:: Entries provided ::

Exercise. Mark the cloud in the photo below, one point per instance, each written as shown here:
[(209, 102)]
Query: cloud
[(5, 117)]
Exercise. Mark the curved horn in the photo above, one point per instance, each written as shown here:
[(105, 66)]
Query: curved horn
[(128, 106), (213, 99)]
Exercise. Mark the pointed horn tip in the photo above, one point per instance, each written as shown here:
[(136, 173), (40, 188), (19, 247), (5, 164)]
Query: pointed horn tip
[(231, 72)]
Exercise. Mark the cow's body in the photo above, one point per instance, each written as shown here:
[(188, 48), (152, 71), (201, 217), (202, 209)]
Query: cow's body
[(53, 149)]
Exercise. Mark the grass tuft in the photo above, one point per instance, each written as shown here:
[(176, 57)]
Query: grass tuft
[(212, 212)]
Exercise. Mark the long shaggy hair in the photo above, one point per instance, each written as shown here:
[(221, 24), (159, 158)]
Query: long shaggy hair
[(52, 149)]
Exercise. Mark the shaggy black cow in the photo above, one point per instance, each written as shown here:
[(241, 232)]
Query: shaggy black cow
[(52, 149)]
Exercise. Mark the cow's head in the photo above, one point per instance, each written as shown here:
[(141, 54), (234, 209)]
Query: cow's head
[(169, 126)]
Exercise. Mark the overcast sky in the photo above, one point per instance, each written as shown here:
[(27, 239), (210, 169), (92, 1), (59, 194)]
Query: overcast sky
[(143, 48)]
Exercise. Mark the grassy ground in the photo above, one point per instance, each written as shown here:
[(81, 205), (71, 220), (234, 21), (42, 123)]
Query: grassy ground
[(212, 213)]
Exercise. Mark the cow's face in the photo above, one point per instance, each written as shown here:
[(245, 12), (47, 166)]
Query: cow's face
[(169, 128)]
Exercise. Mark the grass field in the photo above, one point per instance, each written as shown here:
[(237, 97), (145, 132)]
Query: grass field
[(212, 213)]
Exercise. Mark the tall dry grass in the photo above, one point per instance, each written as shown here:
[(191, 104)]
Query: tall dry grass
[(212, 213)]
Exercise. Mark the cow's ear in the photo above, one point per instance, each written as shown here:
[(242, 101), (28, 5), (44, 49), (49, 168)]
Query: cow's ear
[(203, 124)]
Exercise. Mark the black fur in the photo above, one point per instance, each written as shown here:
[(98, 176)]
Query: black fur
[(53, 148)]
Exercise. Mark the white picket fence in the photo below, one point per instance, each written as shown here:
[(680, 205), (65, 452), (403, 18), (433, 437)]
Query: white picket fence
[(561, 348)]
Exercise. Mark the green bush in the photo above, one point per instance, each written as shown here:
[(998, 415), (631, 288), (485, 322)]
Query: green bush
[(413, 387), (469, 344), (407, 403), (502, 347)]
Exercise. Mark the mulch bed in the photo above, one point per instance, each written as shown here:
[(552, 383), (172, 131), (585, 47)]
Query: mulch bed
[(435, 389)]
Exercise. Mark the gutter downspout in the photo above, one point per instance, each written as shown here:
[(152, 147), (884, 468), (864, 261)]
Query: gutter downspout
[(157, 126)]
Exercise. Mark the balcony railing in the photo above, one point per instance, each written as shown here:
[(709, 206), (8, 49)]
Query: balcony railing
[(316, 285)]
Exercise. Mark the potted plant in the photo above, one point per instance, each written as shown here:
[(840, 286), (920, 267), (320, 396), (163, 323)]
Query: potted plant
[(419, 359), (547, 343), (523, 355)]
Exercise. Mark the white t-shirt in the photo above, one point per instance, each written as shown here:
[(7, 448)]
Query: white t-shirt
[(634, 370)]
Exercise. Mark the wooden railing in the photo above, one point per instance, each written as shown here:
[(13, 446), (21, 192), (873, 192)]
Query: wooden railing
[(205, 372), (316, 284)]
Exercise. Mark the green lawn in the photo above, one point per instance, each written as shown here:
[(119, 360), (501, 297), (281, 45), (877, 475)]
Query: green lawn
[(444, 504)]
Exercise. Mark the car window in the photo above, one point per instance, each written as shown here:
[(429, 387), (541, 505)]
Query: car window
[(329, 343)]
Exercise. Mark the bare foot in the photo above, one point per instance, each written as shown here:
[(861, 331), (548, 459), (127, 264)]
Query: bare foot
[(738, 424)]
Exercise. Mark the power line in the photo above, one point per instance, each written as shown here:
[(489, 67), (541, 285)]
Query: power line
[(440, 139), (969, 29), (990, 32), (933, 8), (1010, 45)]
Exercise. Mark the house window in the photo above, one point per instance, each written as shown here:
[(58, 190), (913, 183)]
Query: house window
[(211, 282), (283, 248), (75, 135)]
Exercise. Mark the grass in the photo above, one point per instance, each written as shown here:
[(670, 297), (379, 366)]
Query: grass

:: What to work on ::
Quote the lines word for word, starting at the line that contains "Exercise. Mark the house" and continuing through the last line above.

:: The result ::
Exercise. Mark the house window in the photo above, one point per instance, each written as shown here:
[(58, 190), (913, 183)]
Query: house window
[(211, 282), (283, 248), (75, 135)]
Exercise. Mark the grass in the photo above, one point per instance, each written as shown here:
[(670, 297), (379, 366)]
Query: grass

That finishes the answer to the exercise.